Instead of protesting against the environmental ills that are still rampant in the art profession, we attempted to set examples of responsible behavior by conserving resources, minimizing waste and energy use, and avoiding harmful by-products. This mission determined every component of the exhibition, including the opening night refreshments. Guests ‘ate local’ by sipping filtered rainwater collected from the gallery roof and nibbling on sprouts grown on site.
Such unconventional materials, tools, and processes became the norm for this exhibition. Each artist assumed the role of art eco-crusader. Their fervor for environmental reform entailed minimizing art’s footprint upon the environment while maximizing art’s mark upon the culture. Despite this challenging task, each managed to preserve humor, commitment to community, and generous offerings of good will. Together their contributions could constitute a hand-book of eco-alternatives for artists, gallerists, art supply manufacturers, and other art professionals.
Writing this essay relieves the one regret that lingers, regarding this project. The most ground-breaking innovations were not visible to the visitors. They occurred behind-the-scenes during the weeks preceding the opening. That is when the artists and I discussed ways to emulate the interdependencies, interconnectedness, and efficiencies that characterize vital ecosystems. Our spirited exchanges resulted in the artists reformulating their art practices. Instead of behaving as independent creators, they performed services for each other. As a result, all the pieces in the exhibition were linked, comprising a network of connections. Consider the following
Mediums were traded among the artists. One artist’s material excess fulfilled another artist’s needs.
Tools were fabricated and shared. One artist’s ingenuity provided another artist’s means.

================

Assigned task: Update the excerpt on the eco-exhibition, starting at "Such unconventional materials, tools, and" and ending at "other art professionals.", so that "footprint" becomes "impact".

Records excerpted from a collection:
================

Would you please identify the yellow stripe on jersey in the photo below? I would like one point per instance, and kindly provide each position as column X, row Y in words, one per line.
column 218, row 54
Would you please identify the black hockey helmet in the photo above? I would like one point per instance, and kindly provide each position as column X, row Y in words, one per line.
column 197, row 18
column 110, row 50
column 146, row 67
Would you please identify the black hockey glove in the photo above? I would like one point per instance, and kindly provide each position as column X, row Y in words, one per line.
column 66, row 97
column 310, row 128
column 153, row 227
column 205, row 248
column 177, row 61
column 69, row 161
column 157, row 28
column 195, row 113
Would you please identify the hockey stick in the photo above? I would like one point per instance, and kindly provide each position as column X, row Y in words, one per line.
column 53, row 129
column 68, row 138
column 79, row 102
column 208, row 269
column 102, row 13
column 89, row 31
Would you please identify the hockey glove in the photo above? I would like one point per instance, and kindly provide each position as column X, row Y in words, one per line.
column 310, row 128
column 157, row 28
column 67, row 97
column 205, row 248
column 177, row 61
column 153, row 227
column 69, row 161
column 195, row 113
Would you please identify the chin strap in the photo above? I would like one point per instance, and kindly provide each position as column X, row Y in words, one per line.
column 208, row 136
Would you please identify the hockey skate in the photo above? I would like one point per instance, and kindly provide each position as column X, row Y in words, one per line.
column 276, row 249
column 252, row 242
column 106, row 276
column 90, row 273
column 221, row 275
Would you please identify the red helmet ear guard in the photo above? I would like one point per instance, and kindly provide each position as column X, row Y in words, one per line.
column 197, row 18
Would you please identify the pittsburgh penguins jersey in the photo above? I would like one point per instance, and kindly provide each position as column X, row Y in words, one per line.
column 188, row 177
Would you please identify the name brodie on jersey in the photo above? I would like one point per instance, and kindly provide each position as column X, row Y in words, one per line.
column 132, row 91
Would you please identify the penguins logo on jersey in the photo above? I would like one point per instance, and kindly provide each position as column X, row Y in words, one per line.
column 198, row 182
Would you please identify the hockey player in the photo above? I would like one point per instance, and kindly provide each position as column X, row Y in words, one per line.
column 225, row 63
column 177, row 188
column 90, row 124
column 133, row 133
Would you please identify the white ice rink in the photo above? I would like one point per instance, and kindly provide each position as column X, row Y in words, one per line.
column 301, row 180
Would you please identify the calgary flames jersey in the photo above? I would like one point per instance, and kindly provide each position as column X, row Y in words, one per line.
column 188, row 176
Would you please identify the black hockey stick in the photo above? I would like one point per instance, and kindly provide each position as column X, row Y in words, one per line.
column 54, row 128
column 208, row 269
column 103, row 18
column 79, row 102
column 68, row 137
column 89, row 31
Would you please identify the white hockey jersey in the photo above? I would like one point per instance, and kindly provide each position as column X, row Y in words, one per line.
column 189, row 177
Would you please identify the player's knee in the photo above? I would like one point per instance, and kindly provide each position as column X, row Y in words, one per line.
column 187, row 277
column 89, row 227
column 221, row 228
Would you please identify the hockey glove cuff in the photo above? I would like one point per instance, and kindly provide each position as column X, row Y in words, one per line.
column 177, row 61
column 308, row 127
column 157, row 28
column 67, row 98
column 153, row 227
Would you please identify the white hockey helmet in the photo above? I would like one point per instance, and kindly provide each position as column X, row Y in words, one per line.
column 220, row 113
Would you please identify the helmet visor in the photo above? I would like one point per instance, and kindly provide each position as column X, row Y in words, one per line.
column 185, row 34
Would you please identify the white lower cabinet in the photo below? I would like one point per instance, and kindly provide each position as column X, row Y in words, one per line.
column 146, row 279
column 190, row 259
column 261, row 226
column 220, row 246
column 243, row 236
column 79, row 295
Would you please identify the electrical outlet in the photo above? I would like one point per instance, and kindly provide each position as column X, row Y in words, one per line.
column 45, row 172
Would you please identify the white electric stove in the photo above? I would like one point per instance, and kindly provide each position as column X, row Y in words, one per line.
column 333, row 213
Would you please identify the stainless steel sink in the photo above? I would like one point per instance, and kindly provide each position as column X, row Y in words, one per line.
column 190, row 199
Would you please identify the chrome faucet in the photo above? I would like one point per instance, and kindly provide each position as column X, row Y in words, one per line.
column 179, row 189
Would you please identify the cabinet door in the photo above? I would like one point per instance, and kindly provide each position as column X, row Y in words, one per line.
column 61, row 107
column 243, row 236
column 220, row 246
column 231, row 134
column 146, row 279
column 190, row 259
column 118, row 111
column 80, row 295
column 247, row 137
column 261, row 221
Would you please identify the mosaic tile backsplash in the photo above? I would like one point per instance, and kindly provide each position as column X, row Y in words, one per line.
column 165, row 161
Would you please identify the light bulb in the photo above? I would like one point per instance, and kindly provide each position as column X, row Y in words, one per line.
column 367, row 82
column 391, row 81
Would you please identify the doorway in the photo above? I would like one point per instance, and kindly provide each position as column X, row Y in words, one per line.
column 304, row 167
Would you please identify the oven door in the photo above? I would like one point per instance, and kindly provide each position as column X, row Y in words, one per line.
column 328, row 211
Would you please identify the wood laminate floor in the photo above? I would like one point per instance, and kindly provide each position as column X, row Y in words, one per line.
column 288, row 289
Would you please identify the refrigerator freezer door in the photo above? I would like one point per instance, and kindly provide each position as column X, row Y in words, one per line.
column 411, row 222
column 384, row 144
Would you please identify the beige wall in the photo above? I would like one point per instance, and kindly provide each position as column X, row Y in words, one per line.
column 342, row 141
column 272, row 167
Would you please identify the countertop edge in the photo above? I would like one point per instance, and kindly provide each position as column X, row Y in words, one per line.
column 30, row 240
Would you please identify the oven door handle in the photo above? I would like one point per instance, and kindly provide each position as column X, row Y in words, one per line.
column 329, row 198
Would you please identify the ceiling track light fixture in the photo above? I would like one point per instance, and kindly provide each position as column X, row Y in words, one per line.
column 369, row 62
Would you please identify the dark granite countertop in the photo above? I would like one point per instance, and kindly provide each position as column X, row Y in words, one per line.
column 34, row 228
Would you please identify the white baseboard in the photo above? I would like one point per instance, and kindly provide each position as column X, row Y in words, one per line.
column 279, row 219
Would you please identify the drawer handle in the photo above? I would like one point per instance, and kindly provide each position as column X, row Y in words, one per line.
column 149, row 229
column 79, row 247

================

Final answer:
Such unconventional materials, tools, and processes became the norm for this exhibition. Each artist assumed the role of art eco-crusader. Their fervor for environmental reform entailed minimizing art’s impact upon the environment while maximizing art’s mark upon the culture. Despite this challenging task, each managed to preserve humor, commitment to community, and generous offerings of good will. Together their contributions could constitute a hand-book of eco-alternatives for artists, gallerists, art supply manufacturers, and other art professionals.